Stored data
□ □ □ □ □ □ □

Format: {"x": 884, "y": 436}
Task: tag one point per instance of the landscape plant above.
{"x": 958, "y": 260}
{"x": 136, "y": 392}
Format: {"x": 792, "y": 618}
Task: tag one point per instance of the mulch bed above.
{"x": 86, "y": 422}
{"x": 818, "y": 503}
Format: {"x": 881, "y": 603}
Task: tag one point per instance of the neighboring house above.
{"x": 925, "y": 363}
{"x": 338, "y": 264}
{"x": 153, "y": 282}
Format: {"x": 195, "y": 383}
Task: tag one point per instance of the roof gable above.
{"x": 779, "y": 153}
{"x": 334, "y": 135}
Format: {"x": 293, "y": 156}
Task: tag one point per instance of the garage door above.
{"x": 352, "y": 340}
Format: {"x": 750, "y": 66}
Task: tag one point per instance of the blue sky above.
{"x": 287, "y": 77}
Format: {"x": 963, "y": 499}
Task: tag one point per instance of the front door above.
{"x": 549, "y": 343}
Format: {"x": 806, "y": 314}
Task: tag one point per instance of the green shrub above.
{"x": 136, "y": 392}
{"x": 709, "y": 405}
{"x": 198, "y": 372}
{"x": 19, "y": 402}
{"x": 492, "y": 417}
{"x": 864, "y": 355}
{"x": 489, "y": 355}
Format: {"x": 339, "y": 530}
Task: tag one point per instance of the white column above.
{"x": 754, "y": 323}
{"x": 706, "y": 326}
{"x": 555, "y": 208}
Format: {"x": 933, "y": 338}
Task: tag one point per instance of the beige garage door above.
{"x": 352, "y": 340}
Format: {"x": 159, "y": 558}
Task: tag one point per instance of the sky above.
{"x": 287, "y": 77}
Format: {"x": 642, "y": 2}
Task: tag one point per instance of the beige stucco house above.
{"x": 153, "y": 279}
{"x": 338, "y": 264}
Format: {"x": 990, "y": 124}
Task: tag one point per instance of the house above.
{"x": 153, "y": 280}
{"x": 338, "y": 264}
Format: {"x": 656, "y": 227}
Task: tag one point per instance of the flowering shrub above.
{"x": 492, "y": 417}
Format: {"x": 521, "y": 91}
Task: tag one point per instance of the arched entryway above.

□ □ □ □ □ □ □

→ Your task:
Retype the entries exactly, please. Leave no line out.

→ Response to the task:
Format: {"x": 884, "y": 436}
Task: tag one point per instance of the landscape plant above.
{"x": 958, "y": 260}
{"x": 136, "y": 392}
Format: {"x": 792, "y": 618}
Task: tag one point per instance of the mulch bed above.
{"x": 86, "y": 422}
{"x": 818, "y": 503}
Format: {"x": 881, "y": 603}
Task: tag one point per instance of the neighboring house above.
{"x": 925, "y": 363}
{"x": 338, "y": 264}
{"x": 153, "y": 282}
Format: {"x": 195, "y": 383}
Task: tag one point per instance of the roof gable above.
{"x": 779, "y": 153}
{"x": 334, "y": 135}
Format: {"x": 293, "y": 156}
Task: tag one point per instance of the garage door above.
{"x": 352, "y": 340}
Format: {"x": 750, "y": 66}
Task: tag one point per instance of the blue sky above.
{"x": 287, "y": 77}
Format: {"x": 963, "y": 499}
Task: tag one point per instance of the front door above.
{"x": 549, "y": 343}
Format: {"x": 806, "y": 314}
Task: tag one point per instance of the green shrub above.
{"x": 136, "y": 392}
{"x": 709, "y": 405}
{"x": 198, "y": 372}
{"x": 19, "y": 402}
{"x": 492, "y": 417}
{"x": 864, "y": 355}
{"x": 489, "y": 355}
Format: {"x": 339, "y": 530}
Task: tag one point per instance of the white column above.
{"x": 754, "y": 323}
{"x": 706, "y": 326}
{"x": 555, "y": 208}
Format: {"x": 933, "y": 338}
Task: tag one point per instance of the beige garage door above.
{"x": 352, "y": 340}
Format: {"x": 159, "y": 558}
Task: tag one point per instance of the sky above.
{"x": 287, "y": 77}
Format: {"x": 642, "y": 2}
Task: tag one point per instance of the beige stucco house above.
{"x": 153, "y": 279}
{"x": 338, "y": 264}
Format: {"x": 990, "y": 124}
Task: tag one point per instance of the house above.
{"x": 153, "y": 280}
{"x": 338, "y": 264}
Format: {"x": 656, "y": 227}
Task: tag one point per instance of the flowering shrub above.
{"x": 492, "y": 417}
Format: {"x": 521, "y": 91}
Task: tag one point per instance of the arched entryway above.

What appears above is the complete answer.